US-China trade tensions have been rekindled, causing further uncertainty for the financial markets.

US President Donald Trump has threatened to terminate the current trade deal if China fails to meet its purchase commitments. Under the terms of the January 2020 trade deal, which called for a ceasefire in the two-year conflict, China agreed to buy $200 billion worth of American goods.

Trump’s recent observations of China’s failure to meet the conditions of the agreement follows severe criticism of China’s handling of the Coronavirus outbreak in Wuhan.

Frederique Carrier, head of investment strategy, RBC Wealth Management, says: “Will it come back in full force like it did during the trade war? We doubt it, though we wouldn’t underestimate the possibility of missteps from either side, which could have serious ramifications at a time when the global economy is particularly weak. We reiterate our message to keep some powder dry.”

The US administration has recently taken several steps to diminish security risks to US infrastructure such as imposing new export controls on technologies with both military and civilian applications and new restrictions on the import of foreign parts for US power plants and electricity grids.

> TASK STATEMENT: Continue the text on US-China trade tensions, starting after its last sentence. The data that comes next is separate material with no connection to this text.

> SUPPLIED INFORMATION:
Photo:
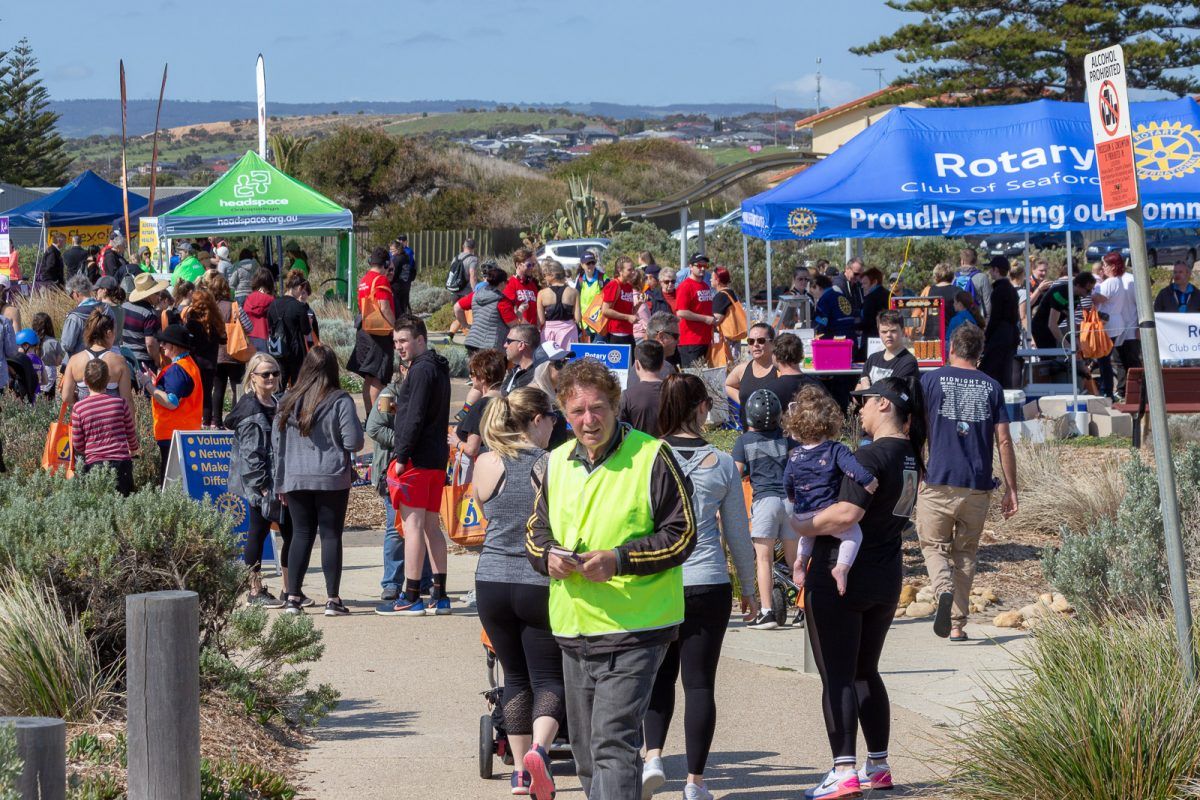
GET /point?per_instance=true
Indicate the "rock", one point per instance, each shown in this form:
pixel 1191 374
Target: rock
pixel 918 609
pixel 1033 611
pixel 1007 619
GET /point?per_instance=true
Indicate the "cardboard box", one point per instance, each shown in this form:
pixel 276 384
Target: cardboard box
pixel 1114 423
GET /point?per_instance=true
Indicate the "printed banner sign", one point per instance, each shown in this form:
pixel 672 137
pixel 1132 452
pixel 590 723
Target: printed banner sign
pixel 616 356
pixel 1179 340
pixel 199 461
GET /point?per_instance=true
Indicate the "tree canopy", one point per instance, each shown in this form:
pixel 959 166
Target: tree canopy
pixel 979 52
pixel 31 151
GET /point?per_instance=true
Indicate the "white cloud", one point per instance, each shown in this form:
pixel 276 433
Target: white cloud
pixel 803 90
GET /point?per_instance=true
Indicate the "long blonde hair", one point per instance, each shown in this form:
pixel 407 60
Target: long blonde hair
pixel 507 420
pixel 252 366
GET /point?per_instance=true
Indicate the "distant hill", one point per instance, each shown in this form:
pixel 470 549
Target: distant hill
pixel 84 118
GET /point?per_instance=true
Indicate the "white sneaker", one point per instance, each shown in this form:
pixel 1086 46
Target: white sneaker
pixel 653 777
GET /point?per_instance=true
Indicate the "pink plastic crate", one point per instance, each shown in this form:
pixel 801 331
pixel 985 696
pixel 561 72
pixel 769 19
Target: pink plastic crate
pixel 832 354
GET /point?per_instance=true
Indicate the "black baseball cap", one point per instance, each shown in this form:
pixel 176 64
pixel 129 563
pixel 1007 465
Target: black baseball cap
pixel 901 400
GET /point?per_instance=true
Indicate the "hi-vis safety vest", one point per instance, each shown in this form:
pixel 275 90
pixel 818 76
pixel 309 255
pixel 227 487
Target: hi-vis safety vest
pixel 189 415
pixel 603 510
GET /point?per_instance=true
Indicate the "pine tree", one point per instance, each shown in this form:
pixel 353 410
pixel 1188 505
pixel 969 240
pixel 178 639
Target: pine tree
pixel 31 151
pixel 973 52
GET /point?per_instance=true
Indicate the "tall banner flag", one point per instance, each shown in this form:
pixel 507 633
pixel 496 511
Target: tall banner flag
pixel 125 175
pixel 154 151
pixel 262 108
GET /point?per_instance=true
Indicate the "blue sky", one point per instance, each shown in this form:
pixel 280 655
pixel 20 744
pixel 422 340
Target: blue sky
pixel 653 52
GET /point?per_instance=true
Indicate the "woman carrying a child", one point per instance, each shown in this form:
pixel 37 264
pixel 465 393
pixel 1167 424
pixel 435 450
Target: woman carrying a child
pixel 849 618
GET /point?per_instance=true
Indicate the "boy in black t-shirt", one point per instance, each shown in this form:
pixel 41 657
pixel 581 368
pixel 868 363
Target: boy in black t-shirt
pixel 895 360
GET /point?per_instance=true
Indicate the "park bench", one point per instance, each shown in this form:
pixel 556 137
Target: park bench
pixel 1181 386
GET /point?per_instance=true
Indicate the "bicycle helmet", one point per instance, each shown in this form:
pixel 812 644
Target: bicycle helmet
pixel 763 410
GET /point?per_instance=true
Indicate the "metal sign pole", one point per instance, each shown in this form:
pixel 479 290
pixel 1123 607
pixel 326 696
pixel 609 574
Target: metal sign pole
pixel 1164 465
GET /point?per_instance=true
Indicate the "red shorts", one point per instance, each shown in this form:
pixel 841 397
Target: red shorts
pixel 415 487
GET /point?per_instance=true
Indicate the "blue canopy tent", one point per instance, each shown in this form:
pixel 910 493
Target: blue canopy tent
pixel 957 172
pixel 87 200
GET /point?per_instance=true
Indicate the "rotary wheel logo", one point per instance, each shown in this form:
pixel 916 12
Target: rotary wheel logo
pixel 802 222
pixel 232 505
pixel 1165 150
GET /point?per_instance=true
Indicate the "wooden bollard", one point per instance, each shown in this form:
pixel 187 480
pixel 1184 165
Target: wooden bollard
pixel 163 697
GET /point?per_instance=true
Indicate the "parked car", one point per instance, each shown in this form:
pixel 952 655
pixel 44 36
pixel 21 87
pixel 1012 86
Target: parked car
pixel 568 251
pixel 1014 244
pixel 731 218
pixel 1162 246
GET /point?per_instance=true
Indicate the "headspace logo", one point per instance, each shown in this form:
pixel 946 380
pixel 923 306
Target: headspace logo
pixel 249 187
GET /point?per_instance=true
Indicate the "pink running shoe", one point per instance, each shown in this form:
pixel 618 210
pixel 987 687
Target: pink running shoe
pixel 837 785
pixel 877 777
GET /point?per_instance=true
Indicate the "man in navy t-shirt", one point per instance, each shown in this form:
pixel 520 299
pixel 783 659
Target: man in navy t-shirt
pixel 966 416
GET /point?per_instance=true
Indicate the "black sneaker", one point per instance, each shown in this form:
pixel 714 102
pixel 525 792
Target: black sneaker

> ANSWER TO THIS EXERCISE:
While trade tensions may be defused, Carrier believes the direction of the US-China relationship is likely to be towards deterioration.

She explains: “Since the global financial crisis, as US households reduced debt and China focused on domestic consumption and self-sufficiency, the two economic powers have drifted apart. The process has accelerated due to Chinese wages increasing, which has reduced the country’s attractiveness as a source of cheap labour, Trump’s trade war and now the global pandemic whose first hotspot was China.”

Policy regarding China is also likely to become a leading issue in the US ahead of the November 2020 presidential election, with both presidential candidates competing as to who can appear tougher on China.

According to Carrier, Trump may try to maximise political advantage over China while minimizing the adverse economic impact on the UYS. This could result in sanctions and/or tariffs. However, she warns that this could harm the US.

“Imposing tariffs while the domestic economy is growing, as in 2019, is one thing, but to do so when it is contracting is another proposition altogether. RBC already expects a severe 10.6% contraction in U.S. GDP in 2020. New tariffs would increase the uncertainty many households and businesses already face. Moreover, such a move could encourage China to retaliate.”

The impact of a US-China trade war could also have far-reaching consequences for US companies, which are struggling amid the current crisis. Most are trying to preserve dividends, sometimes at the cost of suspending share buybacks and cutting capital expenditures.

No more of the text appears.